◆ QUOTED TEXT

The Angel

The Angel

Five fabulous shrimp cocktails

Plus, rice pudding is so in + chefs love this heritage breed chicken

Emily Wilson's avatar
Emily Wilson
Feb 18, 2026
∙ Paid

I predicted this would be a year for homey bakes over laminated pastries, and I’m taking the proliferation of the homiest dessert as proof I was right. Two words: rice pudding. Everyone’s obsessed. Bruce opened their Café Triste residency with rice pudding for dessert. S&P serves a platonic diner rendition in a pleasing shade of pinkish beige, with a strong vanilla flavor and springy tapioca texture. And I’m here to tell you that the riz au lait at Le Veau d’Or is, contrary to popular belief, an even better third course than the île flottante. Chloe Walsh is currently in Sri Lanka, and, yep, making coconut-and-cardamom rice pudding with kithul syrup. NYT Cooking called rice pudding “criminally underrated” last week. And new Gourmet’s first-ever recipe was a humble Baked Rice Pudding, which I will be making for the inaugural dinner party in our brand-new home next month—infused with fig leaf powder I made before leaving L.A.

◆ EXTRACTED RECORDS
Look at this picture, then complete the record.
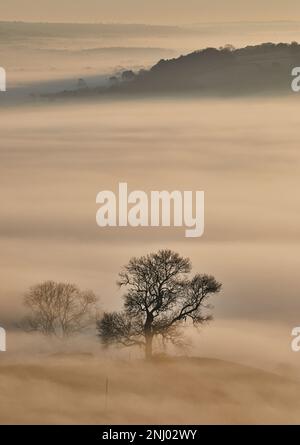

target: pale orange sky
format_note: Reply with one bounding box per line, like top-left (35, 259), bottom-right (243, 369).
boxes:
top-left (1, 0), bottom-right (300, 24)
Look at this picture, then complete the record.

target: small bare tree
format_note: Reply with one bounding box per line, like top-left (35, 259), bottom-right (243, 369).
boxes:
top-left (23, 281), bottom-right (97, 337)
top-left (97, 250), bottom-right (221, 359)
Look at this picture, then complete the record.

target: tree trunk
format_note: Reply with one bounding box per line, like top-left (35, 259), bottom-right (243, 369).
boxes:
top-left (145, 334), bottom-right (153, 360)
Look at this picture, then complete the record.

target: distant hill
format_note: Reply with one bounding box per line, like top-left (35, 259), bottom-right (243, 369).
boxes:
top-left (112, 42), bottom-right (300, 96)
top-left (42, 42), bottom-right (300, 98)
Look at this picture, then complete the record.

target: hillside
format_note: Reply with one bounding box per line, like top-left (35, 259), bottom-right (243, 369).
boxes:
top-left (113, 43), bottom-right (300, 96)
top-left (0, 355), bottom-right (300, 424)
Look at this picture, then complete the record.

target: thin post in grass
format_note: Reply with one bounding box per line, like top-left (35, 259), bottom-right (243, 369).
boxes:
top-left (105, 377), bottom-right (109, 411)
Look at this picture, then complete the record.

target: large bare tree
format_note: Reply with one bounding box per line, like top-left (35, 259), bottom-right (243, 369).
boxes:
top-left (97, 250), bottom-right (221, 359)
top-left (23, 281), bottom-right (97, 337)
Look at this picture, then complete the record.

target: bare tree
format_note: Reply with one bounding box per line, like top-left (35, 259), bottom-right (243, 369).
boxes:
top-left (23, 281), bottom-right (97, 337)
top-left (97, 250), bottom-right (221, 359)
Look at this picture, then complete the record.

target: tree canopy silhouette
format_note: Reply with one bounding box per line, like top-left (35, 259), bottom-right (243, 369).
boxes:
top-left (97, 250), bottom-right (221, 359)
top-left (23, 281), bottom-right (97, 337)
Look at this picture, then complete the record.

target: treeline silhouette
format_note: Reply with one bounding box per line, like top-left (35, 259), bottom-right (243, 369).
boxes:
top-left (111, 42), bottom-right (300, 95)
top-left (48, 42), bottom-right (300, 98)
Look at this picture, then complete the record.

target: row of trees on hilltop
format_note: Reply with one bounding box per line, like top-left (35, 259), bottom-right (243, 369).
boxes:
top-left (23, 250), bottom-right (221, 359)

◆ GOALS
- 1) Rewrite the listing from its start up to and including the line with "top-left (145, 334), bottom-right (153, 360)", replacing "target" with "label" and leaving everything else unchanged. Leave the pictures out of your answer.
- 2) Extend the newsletter piece on rice pudding, beginning after its last sentence.
The newsletter piece and the listing come from unrelated sources.

◆ ANSWERS FOR THE EXERCISE
- 1)
Look at this picture, then complete the record.

label: pale orange sky
format_note: Reply with one bounding box per line, like top-left (35, 259), bottom-right (243, 369).
boxes:
top-left (1, 0), bottom-right (300, 24)
Look at this picture, then complete the record.

label: small bare tree
format_note: Reply with one bounding box per line, like top-left (35, 259), bottom-right (243, 369).
boxes:
top-left (23, 281), bottom-right (97, 337)
top-left (97, 250), bottom-right (221, 359)
Look at this picture, then complete the record.

label: tree trunk
format_note: Reply with one bounding box per line, like top-left (35, 259), bottom-right (243, 369).
boxes:
top-left (145, 334), bottom-right (153, 360)

- 2)
As the brilliant minds at St. John (one of the best restaurant Instagram accounts going) put it:

“We like Rice Pudding. It is a fundamental but often an under-appreciated dish. It offers comfort and warmth each time, hopefully with happy memories, here served with a dollop of quince on top.”


The other thing that is Very Much Happening Right Now is Soviet food
. For Caper, Annie Armstrong wrote about the Estonian House on East 34th—open to non-members on Thursdays—where you can feast on pickled herring, dill potatoes, and beef stew. Luke Fortney seems to be at the banya eating pelmeni every other week. Penny is running an exceptional dish right now: a subtly creamy salad of beets, trout roe, cracked buckwheat, capers, and golden raisins hidden under a blanket of thinly sliced raw beets. Gourmet covered a Kyrgyz restaurant in L.A.’s Koreatown, and I wrote about sublime samsa in Brighton Beach… It's all the rage!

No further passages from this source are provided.